◆ Ziel der Aufgabe ◆
Stelle sämtliche Zeilen des folgenden Materials als Markdown-Tabelle mit den Spalten „Nr“ und „Zeile“ dar und lass dabei leere Zeilen weg. Die Bilder gehören nicht in die Antwort.

/---

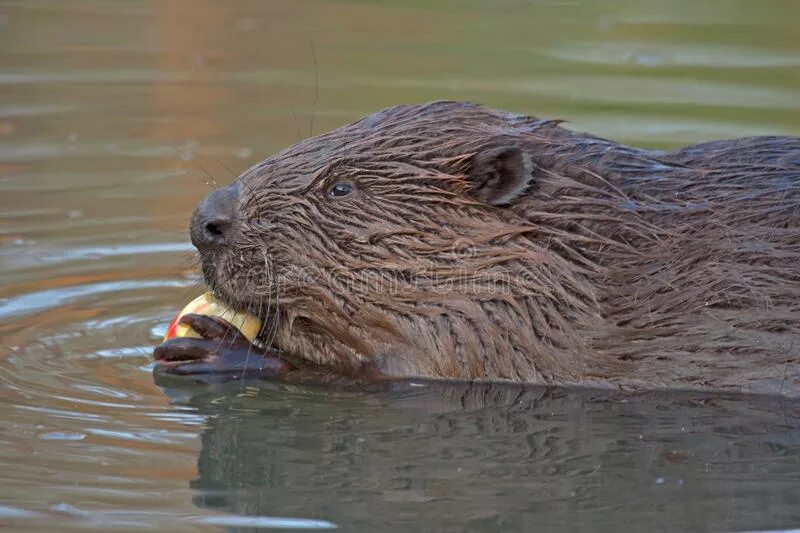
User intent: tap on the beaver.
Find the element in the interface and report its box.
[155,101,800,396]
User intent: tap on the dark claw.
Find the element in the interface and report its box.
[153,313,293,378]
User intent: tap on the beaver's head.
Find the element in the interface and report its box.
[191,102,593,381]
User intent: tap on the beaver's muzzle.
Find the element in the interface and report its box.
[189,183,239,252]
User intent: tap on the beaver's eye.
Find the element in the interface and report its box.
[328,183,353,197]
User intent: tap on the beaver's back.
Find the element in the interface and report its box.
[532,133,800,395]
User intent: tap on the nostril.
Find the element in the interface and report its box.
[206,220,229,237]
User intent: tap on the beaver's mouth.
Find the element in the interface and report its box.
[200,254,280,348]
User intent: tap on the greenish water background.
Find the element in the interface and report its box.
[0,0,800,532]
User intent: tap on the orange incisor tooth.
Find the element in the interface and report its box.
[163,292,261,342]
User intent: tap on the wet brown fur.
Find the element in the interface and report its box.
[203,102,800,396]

\---

◆ Lösung ◆
| Nr | Zeile |
|---|---|
| 1 | User intent: tap on the beaver. |
| 2 | Find the element in the interface and report its box. |
| 3 | [155,101,800,396] |
| 4 | User intent: tap on the dark claw. |
| 5 | Find the element in the interface and report its box. |
| 6 | [153,313,293,378] |
| 7 | User intent: tap on the beaver's head. |
| 8 | Find the element in the interface and report its box. |
| 9 | [191,102,593,381] |
| 10 | User intent: tap on the beaver's muzzle. |
| 11 | Find the element in the interface and report its box. |
| 12 | [189,183,239,252] |
| 13 | User intent: tap on the beaver's eye. |
| 14 | Find the element in the interface and report its box. |
| 15 | [328,183,353,197] |
| 16 | User intent: tap on the beaver's back. |
| 17 | Find the element in the interface and report its box. |
| 18 | [532,133,800,395] |
| 19 | User intent: tap on the nostril. |
| 20 | Find the element in the interface and report its box. |
| 21 | [206,220,229,237] |
| 22 | User intent: tap on the beaver's mouth. |
| 23 | Find the element in the interface and report its box. |
| 24 | [200,254,280,348] |
| 25 | User intent: tap on the greenish water background. |
| 26 | Find the element in the interface and report its box. |
| 27 | [0,0,800,532] |
| 28 | User intent: tap on the orange incisor tooth. |
| 29 | Find the element in the interface and report its box. |
| 30 | [163,292,261,342] |
| 31 | User intent: tap on the wet brown fur. |
| 32 | Find the element in the interface and report its box. |
| 33 | [203,102,800,396] |